Please say how many lines in the records below contain the word "girl". Give only the number.

------------------------------------------------------------------------

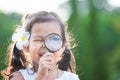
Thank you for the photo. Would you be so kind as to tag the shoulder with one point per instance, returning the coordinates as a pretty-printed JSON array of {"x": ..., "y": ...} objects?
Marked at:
[
  {"x": 72, "y": 76},
  {"x": 16, "y": 76}
]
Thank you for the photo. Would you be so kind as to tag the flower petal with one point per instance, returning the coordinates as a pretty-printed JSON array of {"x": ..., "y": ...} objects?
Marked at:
[
  {"x": 20, "y": 30},
  {"x": 19, "y": 45},
  {"x": 26, "y": 43},
  {"x": 27, "y": 35},
  {"x": 14, "y": 37}
]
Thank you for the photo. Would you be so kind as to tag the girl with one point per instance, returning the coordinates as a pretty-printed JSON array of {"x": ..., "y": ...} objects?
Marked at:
[{"x": 31, "y": 46}]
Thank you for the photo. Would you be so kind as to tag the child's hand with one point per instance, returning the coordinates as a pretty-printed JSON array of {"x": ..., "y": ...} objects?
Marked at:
[{"x": 46, "y": 64}]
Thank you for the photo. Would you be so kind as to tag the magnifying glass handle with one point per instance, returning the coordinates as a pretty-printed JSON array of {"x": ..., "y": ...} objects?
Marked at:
[{"x": 51, "y": 51}]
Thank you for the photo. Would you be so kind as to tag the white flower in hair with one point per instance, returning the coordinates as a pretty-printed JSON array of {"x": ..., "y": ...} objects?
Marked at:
[{"x": 21, "y": 38}]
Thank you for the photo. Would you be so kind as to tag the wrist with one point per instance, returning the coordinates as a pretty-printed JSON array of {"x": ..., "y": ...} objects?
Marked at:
[{"x": 40, "y": 77}]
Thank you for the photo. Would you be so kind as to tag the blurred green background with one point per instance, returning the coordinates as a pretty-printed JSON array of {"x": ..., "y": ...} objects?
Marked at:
[{"x": 96, "y": 27}]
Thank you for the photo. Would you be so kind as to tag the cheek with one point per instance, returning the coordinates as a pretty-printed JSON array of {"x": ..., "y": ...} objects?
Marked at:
[{"x": 34, "y": 51}]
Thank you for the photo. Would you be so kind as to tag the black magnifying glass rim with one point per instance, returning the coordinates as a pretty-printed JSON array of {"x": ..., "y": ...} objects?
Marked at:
[{"x": 53, "y": 34}]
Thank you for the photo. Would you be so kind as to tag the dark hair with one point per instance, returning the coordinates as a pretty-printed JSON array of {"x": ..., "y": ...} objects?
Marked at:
[{"x": 17, "y": 61}]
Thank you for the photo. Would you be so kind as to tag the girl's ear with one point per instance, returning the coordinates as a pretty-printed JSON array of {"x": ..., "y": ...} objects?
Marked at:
[{"x": 26, "y": 49}]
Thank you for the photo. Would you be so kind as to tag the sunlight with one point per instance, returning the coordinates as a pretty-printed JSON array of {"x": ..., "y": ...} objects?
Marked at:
[{"x": 28, "y": 6}]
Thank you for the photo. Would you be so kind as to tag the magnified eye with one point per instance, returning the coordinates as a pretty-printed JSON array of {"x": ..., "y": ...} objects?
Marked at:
[{"x": 53, "y": 42}]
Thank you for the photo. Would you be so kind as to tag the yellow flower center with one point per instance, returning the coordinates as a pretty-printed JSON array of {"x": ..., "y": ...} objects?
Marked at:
[{"x": 22, "y": 38}]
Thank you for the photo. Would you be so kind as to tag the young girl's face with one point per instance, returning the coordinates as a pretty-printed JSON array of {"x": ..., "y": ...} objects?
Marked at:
[{"x": 38, "y": 33}]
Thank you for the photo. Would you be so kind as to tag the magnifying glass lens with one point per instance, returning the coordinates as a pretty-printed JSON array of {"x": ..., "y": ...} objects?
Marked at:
[{"x": 53, "y": 42}]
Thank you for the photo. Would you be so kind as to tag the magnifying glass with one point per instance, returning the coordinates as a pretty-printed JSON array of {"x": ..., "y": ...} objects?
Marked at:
[{"x": 53, "y": 42}]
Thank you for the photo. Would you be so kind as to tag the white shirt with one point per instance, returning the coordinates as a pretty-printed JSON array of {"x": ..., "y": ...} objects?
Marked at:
[{"x": 66, "y": 75}]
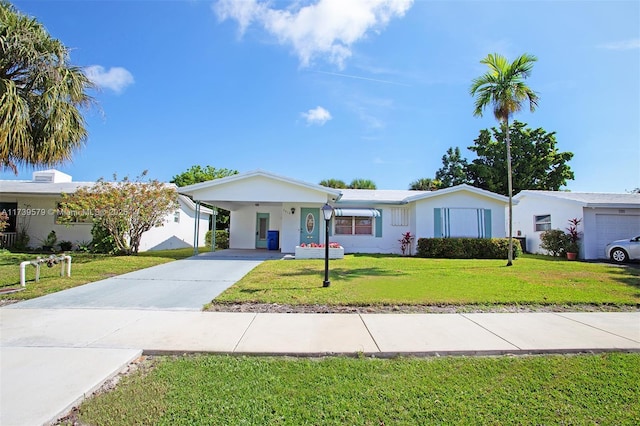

------------------------------------------------------------------------

_Solution to the exercise_
3